***** Fragmento del texto *****

Israel

Israel entre la polarización y la verdad: el precio de la lealtad ciega

Por Enrique (Tzvi) Gerstl

(N. de Red: El autor, nacido en Uruguay, reside en Maalé Michmásh, Israel. Es PhD en Algoritmos por la Universidad Hebrea de Jerusalén, donde fue investigador durante una década. Actualmente se desempeña como Director General de Tecnología en una compañía multinacional líder en el sector tecnológico. Padre de cinco hijos, dos de ellos casados, y compañero de vida de Débora. Lleva una vida de judaísmo ortodoxo moderno).

 

Este año, en el Día del Holocausto, tuvimos el honor de asistir al acto central en Yad Vashem, Jerusalén. Para nosotros, que seguimos viéndonos como inmigrantes aun después de más de treinta años en Israel, fue un momento profundamente especial. Estábamos cerca del podio, viendo y escuchando cada detalle. El Presidente de Israel relató allí su encuentro con sobrevivientes en la residencia presidencial, quienes le suplicaron: “Señor Presidente, por favor, le rogamos y le exigimos: la polarización interna en nuestra nación es espantosa. Actúe para unificar al pueblo”.

Enrique y su esposa en Yad Vashem, momentos de emoción

 

Tras el ataque del 7 de octubre de 2023, la sociedad israelí demostró una solidaridad excepcional. Nos ilusionamos pensando que, quizás, las divisiones internas no eran tan profundas como parecían. Sin embargo, hemos vuelto a una polarización feroz, cuyo epicentro es el quiebre entre quienes apoyan o rechazan a Benjamin Netanyahu. El fenómeno del “bibismo” refleja, en su forma más extrema, lo que el Dr. Micha Goodman describe como “tribalización política” y “crisis de curiosidad”.

 

El bibismo no es simplemente un apoyo o rechazo a Netanyahu como líder; se ha convertido en una identidad totalizante: quien apoya a Bibi, respalda automáticamente todo su bloque, sin matices. Quien se opone, rechaza todo lo que propone, incluso cuando algunas ideas puedan ser razonables.

 

Esta dinámica crea un efecto absurdo: el debate deja de girar en torno a las ideas y pasa a ser una cuestión de lealtades emocionales. Se suspenden los juicios independientes. Una misma propuesta puede ser considerada “salvadora” o “destructiva” según quién la proponga, no por su contenido. Así, la capacidad de resolver problemas reales se ve destruida: cuando todo pasa por el amor u odio a una persona, desaparecen la negociación, la corrección y la construcción de consensos.

 

La incapacidad del gobierno israelí para tomar decisiones verdaderamente necesarias nace, en gran medida, de esta hiperpolarización. Cuando cada decisión se percibe como una victoria o derrota de un “bloque” político, los líderes dejan de actuar según lo que el país necesita y empiezan a responder a las expectativas de sus bases. El gobierno teme perder apoyo de su ala más dura si da un paso hacia el centro —en temas judiciales, religiosos o de seguridad—, mientras que la oposición suele rechazar propuestas simplemente porque provienen “del otro lado”.

***** Entradas proporcionadas *****

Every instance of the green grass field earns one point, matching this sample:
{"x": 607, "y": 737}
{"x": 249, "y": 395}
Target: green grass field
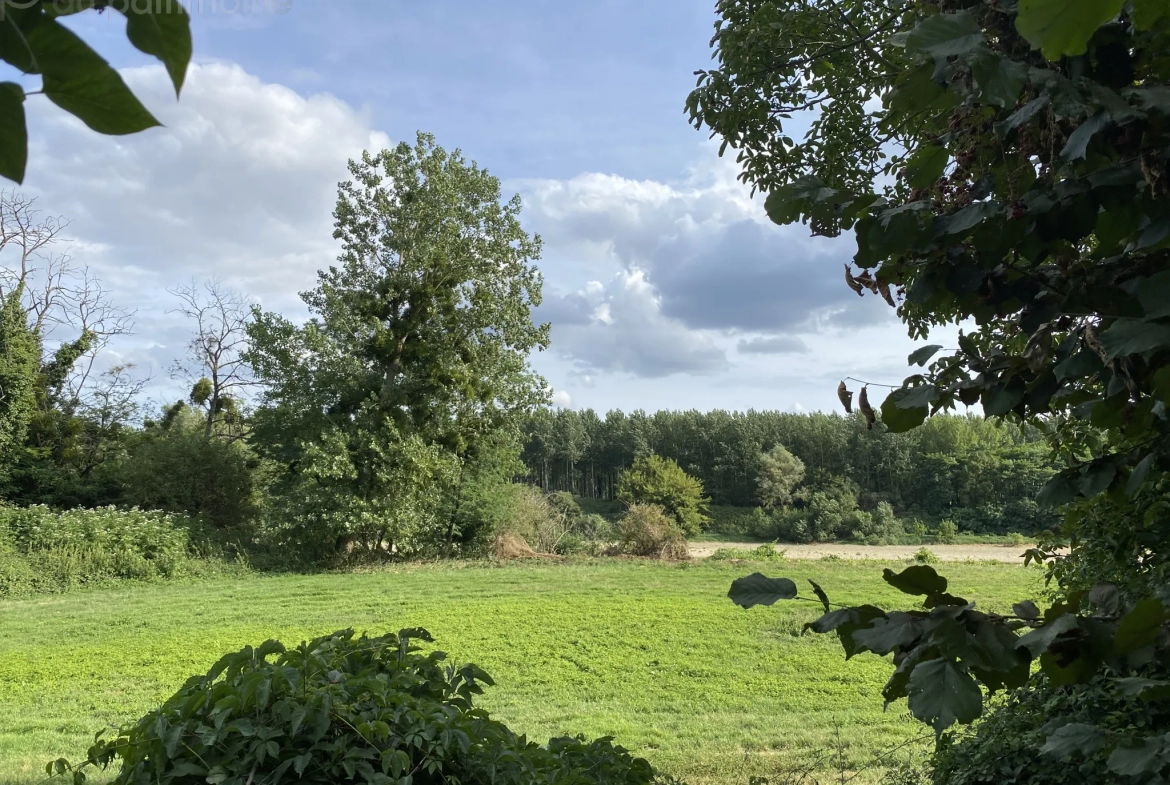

*****
***** Entradas proporcionadas *****

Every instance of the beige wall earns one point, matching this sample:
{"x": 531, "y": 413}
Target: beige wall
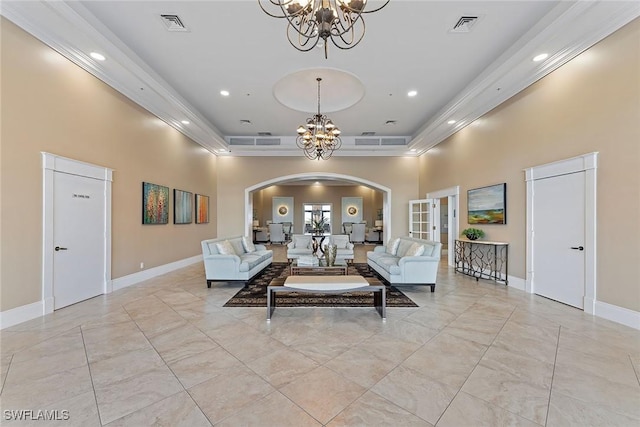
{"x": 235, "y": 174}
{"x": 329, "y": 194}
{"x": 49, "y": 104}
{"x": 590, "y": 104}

*****

- **Tarea**:
Extrae sin cambios del artículo sobre la polarización en Israel el pasaje que va entre "El bibismo no" y "construcción de consensos.", ambos incluidos.

- **Resultado correcto**:
El bibismo no es simplemente un apoyo o rechazo a Netanyahu como líder; se ha convertido en una identidad totalizante: quien apoya a Bibi, respalda automáticamente todo su bloque, sin matices. Quien se opone, rechaza todo lo que propone, incluso cuando algunas ideas puedan ser razonables.

 

Esta dinámica crea un efecto absurdo: el debate deja de girar en torno a las ideas y pasa a ser una cuestión de lealtades emocionales. Se suspenden los juicios independientes. Una misma propuesta puede ser considerada “salvadora” o “destructiva” según quién la proponga, no por su contenido. Así, la capacidad de resolver problemas reales se ve destruida: cuando todo pasa por el amor u odio a una persona, desaparecen la negociación, la corrección y la construcción de consensos.